Types of astronomical filters

Although there are a variety of astronomical filters, I will only name the most used filters in amateur astronomy and their uses. There are many of them suitable for all kinds of applications.


Filters used in monochrome cameras

Luminance Filter : Filter used to obtain the highest possible monochrome signal on the photographed object. It is actually a filter that only lets the visible spectrum pass and blocks Infrared and Ultraviolet.

RGB Filters : These are three filters that allow you to pass only the Red, Green and Blue frequencies independently. The combined use of these filters together with the signal obtained with a luminance filter allows to obtain color images with monochrome cameras.

RGB filters do not make sense for a color camera since it includes them in the Bayer matrix and filtering a color twice will make us lose signal. However, the luminance filter prevents star bloating by blocking infrared radiation, and is also used in color cameras that do not include an infrared filter.


Narrowband filters

Narrowband filters, as the name suggests, allow only a small part of the spectrum to pass through. Many of the deep sky objects emit in a series of wavelengths of interest to astronomers, therefore specific filters have been created for those frequencies to isolate these signals and process them separately. The most common are:


H-Alpha filter

The H-Alpha filter blocks all emissions except the areas near the spectrum at 656.28nm. This particular frequency is emitted by the ionized hydrogen content of the gas clouds in space. It is also widely used in solar astronomy in conjunction with an infrared filter to prevent infrared rays from deteriorating the coating of the H-Alpha filter.

OIII Filter

The OIII or Double Ionized Oxygen filter allows only the wavelengths between 500.7nm and 495.9nm, that correspond to the turquoise and cyan colors. They are very useful for observing planetary and diffuse nebulae in which there are high concentrations of OIII.

WORK TO COMPLETE |
**A)** Answer these questions from the astronomical filters passage, one per line:
(i) Near which wavelength does the H-Alpha filter let emissions pass?
(ii) Which two kinds of radiation does the luminance filter block?
(iii) Which colors do the wavelengths passed by the OIII filter correspond to?
**B)** Repeat the astronomical filters passage word for word, from "Luminance Filter : Filter" up to and including "Infrared and Ultraviolet.".
**C)** For each statement, say yes or no depending on whether it agrees with the astronomical filters passage, and quote the words that decide it:
(i) RGB filters are worthwhile on a color camera.
(ii) The H-Alpha filter is used in solar astronomy.
(iii) Narrowband filters let a large part of the spectrum through.
The data that follow are separate material, unconnected to the astronomical filters passage.

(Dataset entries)
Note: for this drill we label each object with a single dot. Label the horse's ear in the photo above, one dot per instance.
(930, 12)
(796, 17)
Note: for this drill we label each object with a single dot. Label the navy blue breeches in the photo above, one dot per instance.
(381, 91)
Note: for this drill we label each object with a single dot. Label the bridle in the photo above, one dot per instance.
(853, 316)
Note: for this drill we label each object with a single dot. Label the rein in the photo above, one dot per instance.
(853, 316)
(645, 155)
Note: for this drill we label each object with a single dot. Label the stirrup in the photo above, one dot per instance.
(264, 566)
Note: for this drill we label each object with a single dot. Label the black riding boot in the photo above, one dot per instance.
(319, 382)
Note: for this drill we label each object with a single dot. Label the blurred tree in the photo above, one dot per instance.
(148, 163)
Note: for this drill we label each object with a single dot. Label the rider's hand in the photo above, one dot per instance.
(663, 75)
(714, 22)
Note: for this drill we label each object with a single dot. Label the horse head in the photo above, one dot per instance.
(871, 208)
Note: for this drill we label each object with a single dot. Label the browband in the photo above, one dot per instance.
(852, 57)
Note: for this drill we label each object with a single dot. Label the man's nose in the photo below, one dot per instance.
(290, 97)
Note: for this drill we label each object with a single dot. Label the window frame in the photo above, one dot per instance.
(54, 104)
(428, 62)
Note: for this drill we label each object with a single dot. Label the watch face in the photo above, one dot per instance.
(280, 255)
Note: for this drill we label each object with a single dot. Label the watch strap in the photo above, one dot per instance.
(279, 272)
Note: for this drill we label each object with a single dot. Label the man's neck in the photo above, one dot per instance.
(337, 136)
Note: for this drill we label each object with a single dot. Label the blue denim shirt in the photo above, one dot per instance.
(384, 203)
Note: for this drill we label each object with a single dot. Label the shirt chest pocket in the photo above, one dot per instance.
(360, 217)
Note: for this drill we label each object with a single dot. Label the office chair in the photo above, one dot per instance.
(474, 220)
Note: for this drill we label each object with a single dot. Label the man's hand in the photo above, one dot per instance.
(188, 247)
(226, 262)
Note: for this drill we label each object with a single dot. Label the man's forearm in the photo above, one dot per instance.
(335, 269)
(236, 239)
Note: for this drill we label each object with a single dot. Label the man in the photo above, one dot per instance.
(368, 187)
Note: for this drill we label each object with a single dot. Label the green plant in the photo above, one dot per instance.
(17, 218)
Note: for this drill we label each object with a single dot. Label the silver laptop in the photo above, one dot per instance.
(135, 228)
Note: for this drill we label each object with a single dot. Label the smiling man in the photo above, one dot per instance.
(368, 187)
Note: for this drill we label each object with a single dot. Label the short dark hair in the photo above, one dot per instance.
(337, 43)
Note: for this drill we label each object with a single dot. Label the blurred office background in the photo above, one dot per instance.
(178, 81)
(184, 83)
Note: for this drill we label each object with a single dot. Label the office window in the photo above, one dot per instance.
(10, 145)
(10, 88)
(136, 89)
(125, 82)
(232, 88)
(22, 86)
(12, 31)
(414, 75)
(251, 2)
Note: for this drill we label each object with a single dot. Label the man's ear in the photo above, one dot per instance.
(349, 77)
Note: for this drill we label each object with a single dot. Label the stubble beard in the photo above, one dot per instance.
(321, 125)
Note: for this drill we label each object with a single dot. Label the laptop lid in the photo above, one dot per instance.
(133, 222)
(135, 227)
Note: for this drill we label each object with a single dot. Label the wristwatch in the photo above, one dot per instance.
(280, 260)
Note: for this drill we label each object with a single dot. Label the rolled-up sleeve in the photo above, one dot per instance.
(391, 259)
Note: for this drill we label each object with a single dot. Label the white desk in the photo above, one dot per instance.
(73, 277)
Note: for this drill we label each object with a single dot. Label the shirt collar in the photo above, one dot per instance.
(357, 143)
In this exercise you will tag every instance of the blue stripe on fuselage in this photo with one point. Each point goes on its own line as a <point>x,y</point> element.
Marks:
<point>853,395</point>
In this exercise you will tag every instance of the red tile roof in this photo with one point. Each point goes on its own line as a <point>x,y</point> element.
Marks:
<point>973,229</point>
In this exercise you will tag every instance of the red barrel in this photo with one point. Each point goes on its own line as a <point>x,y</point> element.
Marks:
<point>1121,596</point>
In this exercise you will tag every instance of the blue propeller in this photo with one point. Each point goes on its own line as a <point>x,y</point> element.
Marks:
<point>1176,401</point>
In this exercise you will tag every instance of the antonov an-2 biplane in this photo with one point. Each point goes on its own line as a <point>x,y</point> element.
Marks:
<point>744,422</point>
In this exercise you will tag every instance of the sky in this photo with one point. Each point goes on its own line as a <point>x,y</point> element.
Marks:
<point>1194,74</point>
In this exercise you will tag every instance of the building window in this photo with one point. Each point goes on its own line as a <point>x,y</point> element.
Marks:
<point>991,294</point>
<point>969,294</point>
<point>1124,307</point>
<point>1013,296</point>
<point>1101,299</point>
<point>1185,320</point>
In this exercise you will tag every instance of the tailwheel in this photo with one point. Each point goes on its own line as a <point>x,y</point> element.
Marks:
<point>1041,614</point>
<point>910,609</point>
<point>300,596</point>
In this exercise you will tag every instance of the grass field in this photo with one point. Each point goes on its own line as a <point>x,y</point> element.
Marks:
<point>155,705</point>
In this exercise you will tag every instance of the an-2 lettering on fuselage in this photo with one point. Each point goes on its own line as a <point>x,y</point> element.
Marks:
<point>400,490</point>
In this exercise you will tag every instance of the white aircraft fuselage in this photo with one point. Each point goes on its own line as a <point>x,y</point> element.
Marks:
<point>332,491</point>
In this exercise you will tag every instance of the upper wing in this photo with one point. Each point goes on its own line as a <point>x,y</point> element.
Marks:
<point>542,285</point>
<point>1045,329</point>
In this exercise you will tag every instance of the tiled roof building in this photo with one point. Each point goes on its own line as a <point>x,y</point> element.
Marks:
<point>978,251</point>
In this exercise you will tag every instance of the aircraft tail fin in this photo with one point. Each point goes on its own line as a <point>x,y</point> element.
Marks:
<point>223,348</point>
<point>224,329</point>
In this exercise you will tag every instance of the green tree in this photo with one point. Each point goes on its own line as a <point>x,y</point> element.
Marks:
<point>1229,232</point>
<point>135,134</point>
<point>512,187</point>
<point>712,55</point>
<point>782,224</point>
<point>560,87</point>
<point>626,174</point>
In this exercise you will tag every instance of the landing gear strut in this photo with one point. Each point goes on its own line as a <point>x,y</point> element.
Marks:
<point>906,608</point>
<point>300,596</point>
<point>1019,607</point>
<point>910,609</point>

SOLUTIONS BELOW |
**A)**
(i) 656.28nm
(ii) Infrared and Ultraviolet
(iii) Turquoise and cyan

**B)**
Luminance Filter : Filter used to obtain the highest possible monochrome signal on the photographed object. It is actually a filter that only lets the visible spectrum pass and blocks Infrared and Ultraviolet.

**C)**
(i) No: "RGB filters do not make sense for a color camera"
(ii) Yes: "It is also widely used in solar astronomy"
(iii) No: "allow only a small part of the spectrum to pass through"